» GIVEN INFORMATION:
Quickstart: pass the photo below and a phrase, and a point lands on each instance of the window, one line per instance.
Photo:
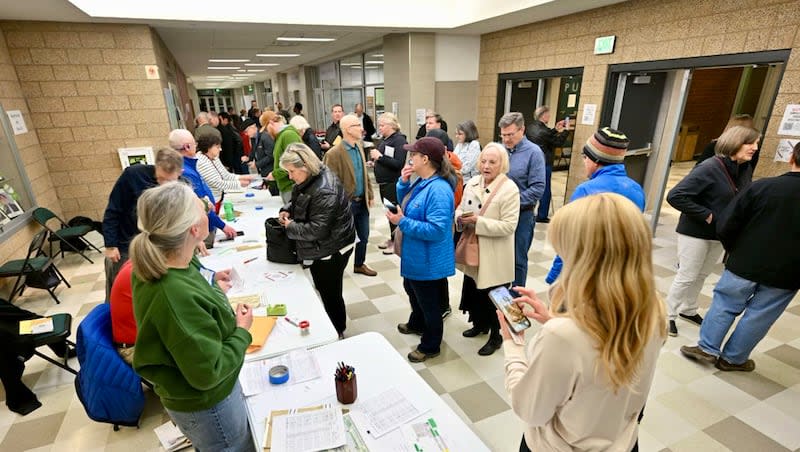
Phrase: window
(16, 195)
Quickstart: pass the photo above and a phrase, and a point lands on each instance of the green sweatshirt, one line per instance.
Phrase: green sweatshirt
(188, 344)
(285, 137)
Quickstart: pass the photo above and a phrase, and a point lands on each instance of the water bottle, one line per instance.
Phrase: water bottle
(229, 215)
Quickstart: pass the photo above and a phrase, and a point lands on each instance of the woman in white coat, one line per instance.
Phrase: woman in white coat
(490, 206)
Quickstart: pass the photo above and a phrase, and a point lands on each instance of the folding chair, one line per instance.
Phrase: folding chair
(65, 234)
(37, 270)
(62, 328)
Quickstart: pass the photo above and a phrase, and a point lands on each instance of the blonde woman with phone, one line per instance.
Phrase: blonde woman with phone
(584, 380)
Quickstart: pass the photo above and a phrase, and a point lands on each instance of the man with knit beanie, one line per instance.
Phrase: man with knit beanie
(603, 156)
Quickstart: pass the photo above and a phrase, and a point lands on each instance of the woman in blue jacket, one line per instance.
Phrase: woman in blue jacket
(425, 221)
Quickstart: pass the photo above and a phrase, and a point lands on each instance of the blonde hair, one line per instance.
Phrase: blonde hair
(299, 123)
(501, 151)
(391, 120)
(607, 286)
(165, 215)
(733, 138)
(298, 155)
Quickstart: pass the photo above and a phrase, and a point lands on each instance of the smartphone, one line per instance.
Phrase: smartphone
(516, 319)
(389, 205)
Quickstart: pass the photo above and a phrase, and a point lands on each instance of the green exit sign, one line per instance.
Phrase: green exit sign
(604, 45)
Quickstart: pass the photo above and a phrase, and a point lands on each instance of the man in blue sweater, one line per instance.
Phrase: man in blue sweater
(119, 220)
(182, 141)
(603, 157)
(526, 169)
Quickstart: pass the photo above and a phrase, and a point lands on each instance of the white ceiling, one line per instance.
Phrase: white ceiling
(196, 31)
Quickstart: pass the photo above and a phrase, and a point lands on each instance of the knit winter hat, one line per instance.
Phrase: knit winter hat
(607, 146)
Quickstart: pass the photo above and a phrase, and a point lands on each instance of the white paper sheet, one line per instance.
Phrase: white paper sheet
(309, 431)
(385, 412)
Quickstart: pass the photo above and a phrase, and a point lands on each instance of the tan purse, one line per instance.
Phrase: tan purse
(467, 249)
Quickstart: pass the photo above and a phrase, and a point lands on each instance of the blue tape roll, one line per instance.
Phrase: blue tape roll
(279, 375)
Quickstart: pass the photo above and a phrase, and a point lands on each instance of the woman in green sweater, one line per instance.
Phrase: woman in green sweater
(190, 344)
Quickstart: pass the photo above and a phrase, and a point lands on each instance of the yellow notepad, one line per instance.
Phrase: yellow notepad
(36, 326)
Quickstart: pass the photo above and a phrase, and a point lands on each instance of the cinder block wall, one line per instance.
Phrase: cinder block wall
(646, 30)
(88, 94)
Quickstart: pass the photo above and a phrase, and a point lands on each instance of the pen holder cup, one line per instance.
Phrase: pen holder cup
(347, 391)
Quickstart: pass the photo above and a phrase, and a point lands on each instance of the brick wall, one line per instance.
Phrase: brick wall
(646, 30)
(88, 94)
(12, 98)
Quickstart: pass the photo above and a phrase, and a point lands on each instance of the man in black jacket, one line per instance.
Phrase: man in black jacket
(760, 230)
(548, 139)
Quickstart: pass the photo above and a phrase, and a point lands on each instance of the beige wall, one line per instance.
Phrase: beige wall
(457, 102)
(12, 98)
(88, 94)
(646, 30)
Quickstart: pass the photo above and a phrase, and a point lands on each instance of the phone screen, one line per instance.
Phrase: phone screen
(516, 319)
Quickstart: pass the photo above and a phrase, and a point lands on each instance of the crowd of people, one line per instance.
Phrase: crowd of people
(454, 206)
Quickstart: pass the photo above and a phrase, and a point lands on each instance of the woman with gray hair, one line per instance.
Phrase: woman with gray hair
(701, 197)
(319, 220)
(304, 129)
(190, 344)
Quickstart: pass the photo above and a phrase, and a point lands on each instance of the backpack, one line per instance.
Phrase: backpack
(109, 389)
(79, 244)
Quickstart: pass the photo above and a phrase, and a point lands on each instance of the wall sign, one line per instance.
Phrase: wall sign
(17, 122)
(604, 45)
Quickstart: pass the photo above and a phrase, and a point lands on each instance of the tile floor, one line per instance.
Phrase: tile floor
(691, 407)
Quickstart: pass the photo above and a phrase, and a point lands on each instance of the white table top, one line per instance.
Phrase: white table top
(297, 293)
(378, 367)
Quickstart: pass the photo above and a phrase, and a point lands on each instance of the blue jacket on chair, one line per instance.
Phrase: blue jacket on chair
(107, 386)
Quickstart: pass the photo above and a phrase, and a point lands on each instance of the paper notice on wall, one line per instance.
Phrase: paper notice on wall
(784, 150)
(790, 124)
(587, 118)
(420, 116)
(17, 122)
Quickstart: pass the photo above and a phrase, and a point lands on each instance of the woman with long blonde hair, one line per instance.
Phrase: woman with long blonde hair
(588, 370)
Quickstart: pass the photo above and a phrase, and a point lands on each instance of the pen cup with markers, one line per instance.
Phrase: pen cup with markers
(346, 385)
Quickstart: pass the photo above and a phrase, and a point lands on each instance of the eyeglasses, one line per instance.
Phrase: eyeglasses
(509, 135)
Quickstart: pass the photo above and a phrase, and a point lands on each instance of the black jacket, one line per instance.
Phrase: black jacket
(263, 145)
(311, 141)
(707, 189)
(548, 139)
(760, 230)
(322, 222)
(387, 169)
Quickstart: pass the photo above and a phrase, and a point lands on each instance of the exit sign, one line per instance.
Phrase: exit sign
(604, 45)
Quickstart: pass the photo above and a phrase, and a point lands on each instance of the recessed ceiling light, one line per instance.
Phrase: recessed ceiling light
(302, 39)
(278, 55)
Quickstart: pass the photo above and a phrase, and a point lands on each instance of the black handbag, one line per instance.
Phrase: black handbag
(280, 248)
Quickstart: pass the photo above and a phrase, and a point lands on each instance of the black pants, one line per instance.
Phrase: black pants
(327, 275)
(524, 447)
(389, 191)
(482, 312)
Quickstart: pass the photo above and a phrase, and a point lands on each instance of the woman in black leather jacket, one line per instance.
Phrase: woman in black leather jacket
(319, 220)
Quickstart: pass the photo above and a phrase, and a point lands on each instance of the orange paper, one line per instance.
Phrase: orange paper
(260, 330)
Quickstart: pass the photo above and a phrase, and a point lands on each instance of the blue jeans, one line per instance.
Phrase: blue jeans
(222, 427)
(426, 314)
(544, 204)
(361, 219)
(523, 237)
(762, 305)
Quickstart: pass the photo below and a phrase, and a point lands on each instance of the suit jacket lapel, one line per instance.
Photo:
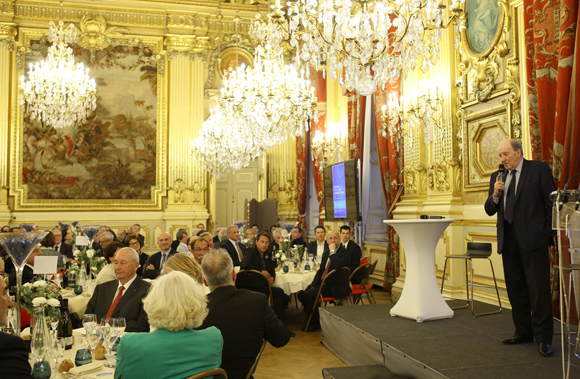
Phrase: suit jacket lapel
(523, 174)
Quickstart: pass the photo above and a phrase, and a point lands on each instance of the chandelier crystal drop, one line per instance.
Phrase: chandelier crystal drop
(257, 107)
(59, 91)
(367, 43)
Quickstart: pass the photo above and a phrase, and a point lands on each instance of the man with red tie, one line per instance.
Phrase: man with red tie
(122, 297)
(336, 256)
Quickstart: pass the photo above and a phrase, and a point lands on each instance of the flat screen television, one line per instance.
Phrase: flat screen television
(341, 191)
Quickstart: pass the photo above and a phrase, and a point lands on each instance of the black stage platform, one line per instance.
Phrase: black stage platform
(461, 347)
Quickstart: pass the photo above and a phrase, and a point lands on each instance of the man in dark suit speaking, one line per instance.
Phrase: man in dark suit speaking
(122, 297)
(335, 257)
(524, 230)
(244, 317)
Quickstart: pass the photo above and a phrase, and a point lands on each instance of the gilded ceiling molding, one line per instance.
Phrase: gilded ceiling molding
(192, 47)
(8, 34)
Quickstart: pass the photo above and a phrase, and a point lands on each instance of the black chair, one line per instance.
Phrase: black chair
(475, 250)
(215, 373)
(253, 280)
(335, 277)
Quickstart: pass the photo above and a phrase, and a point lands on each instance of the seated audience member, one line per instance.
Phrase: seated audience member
(230, 308)
(207, 236)
(176, 305)
(182, 237)
(317, 248)
(217, 229)
(354, 250)
(252, 237)
(199, 248)
(155, 265)
(13, 351)
(28, 273)
(132, 241)
(233, 246)
(275, 243)
(184, 263)
(122, 297)
(108, 272)
(259, 258)
(335, 257)
(61, 246)
(48, 248)
(297, 237)
(121, 234)
(137, 230)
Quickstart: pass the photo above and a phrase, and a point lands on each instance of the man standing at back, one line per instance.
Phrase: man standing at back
(244, 317)
(122, 297)
(524, 231)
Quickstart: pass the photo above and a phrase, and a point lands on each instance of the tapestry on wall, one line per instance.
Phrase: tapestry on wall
(112, 155)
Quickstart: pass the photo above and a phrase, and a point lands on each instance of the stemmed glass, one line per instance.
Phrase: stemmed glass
(57, 346)
(110, 336)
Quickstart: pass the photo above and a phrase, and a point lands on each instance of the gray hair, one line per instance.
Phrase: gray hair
(107, 235)
(223, 234)
(175, 302)
(180, 233)
(217, 268)
(134, 254)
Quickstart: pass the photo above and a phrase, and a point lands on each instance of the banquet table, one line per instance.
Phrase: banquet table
(294, 281)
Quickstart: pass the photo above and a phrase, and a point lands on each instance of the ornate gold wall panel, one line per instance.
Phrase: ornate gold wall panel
(20, 190)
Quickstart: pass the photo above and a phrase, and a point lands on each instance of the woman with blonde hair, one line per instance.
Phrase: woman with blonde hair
(175, 306)
(185, 263)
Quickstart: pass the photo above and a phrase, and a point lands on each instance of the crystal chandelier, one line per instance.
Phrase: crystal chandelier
(366, 43)
(59, 91)
(257, 107)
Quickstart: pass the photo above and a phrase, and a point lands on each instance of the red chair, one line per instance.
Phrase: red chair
(361, 276)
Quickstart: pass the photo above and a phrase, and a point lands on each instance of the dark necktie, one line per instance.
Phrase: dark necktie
(115, 302)
(510, 200)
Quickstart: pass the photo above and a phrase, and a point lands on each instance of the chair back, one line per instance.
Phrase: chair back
(253, 279)
(478, 249)
(361, 274)
(337, 277)
(255, 365)
(215, 373)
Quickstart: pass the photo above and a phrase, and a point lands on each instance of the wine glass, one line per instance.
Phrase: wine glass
(57, 346)
(54, 315)
(110, 336)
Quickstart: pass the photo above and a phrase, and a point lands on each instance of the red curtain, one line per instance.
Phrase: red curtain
(302, 149)
(551, 47)
(390, 155)
(317, 169)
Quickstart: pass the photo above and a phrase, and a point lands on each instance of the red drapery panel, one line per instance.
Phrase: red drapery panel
(302, 148)
(551, 45)
(391, 165)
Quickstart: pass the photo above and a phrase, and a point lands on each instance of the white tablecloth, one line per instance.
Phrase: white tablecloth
(292, 282)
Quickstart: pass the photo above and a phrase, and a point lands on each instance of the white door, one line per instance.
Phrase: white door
(231, 192)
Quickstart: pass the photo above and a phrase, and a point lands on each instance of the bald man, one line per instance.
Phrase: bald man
(155, 265)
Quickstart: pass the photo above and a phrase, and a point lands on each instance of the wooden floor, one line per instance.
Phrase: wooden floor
(304, 357)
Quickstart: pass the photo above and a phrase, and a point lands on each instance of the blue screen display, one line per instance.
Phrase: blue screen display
(339, 191)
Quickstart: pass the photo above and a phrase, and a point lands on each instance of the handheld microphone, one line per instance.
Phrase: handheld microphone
(501, 174)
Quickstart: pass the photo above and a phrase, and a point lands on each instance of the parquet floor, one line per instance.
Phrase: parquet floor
(304, 357)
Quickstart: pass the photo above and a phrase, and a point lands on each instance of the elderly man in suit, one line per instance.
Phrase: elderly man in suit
(524, 231)
(229, 308)
(155, 266)
(353, 249)
(317, 248)
(13, 351)
(334, 258)
(233, 247)
(122, 297)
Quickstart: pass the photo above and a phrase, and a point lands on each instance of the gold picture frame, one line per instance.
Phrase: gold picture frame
(150, 52)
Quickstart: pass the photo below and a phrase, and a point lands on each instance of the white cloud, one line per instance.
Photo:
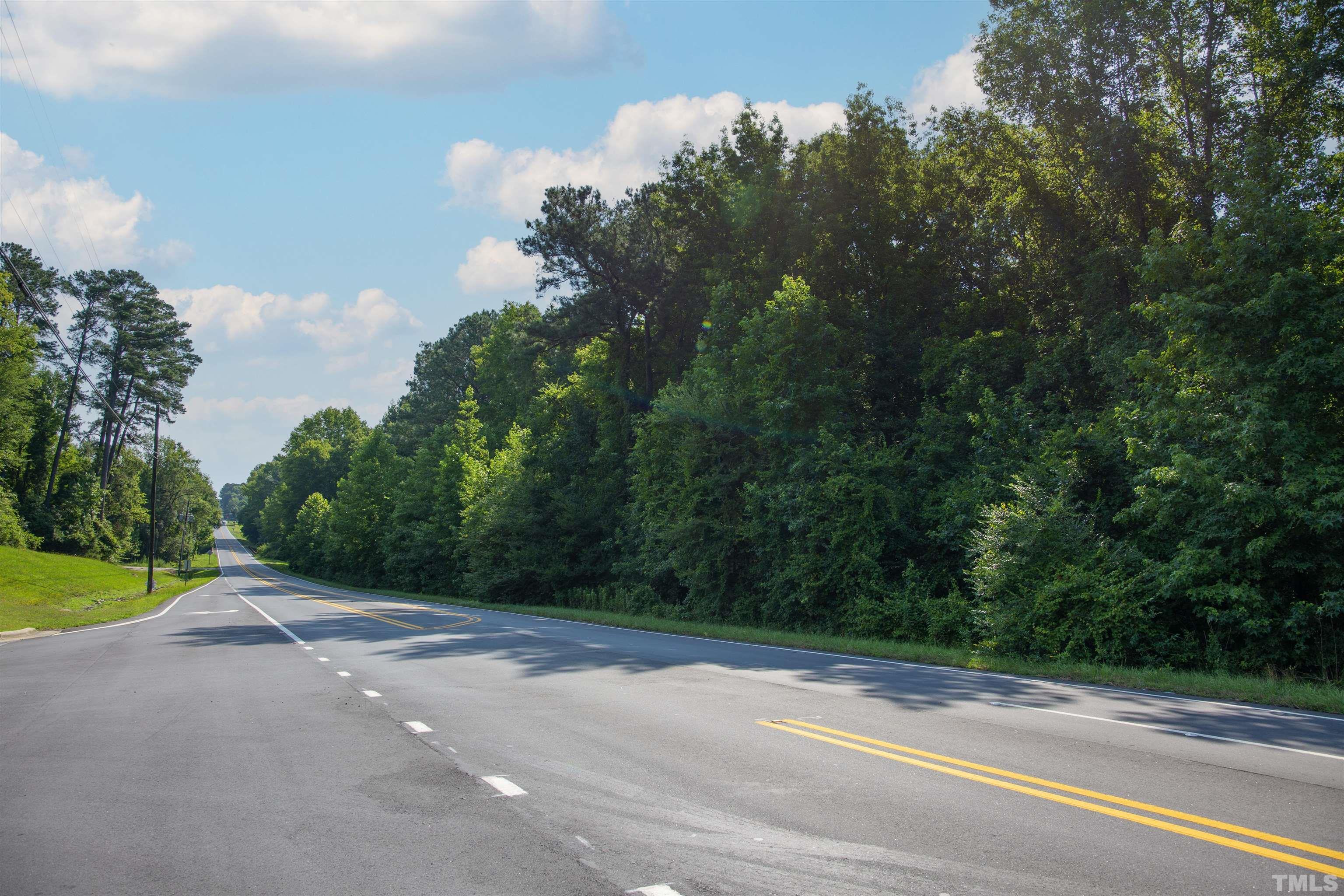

» BRIEF: List every line of the material above that contains the word "water", copying each line in full.

» THE COMPLETED TASK:
Quickstart: pass the photo above and a phrase, and a point lands on each instance of the water bottle, one line per instance.
Phrase: water bottle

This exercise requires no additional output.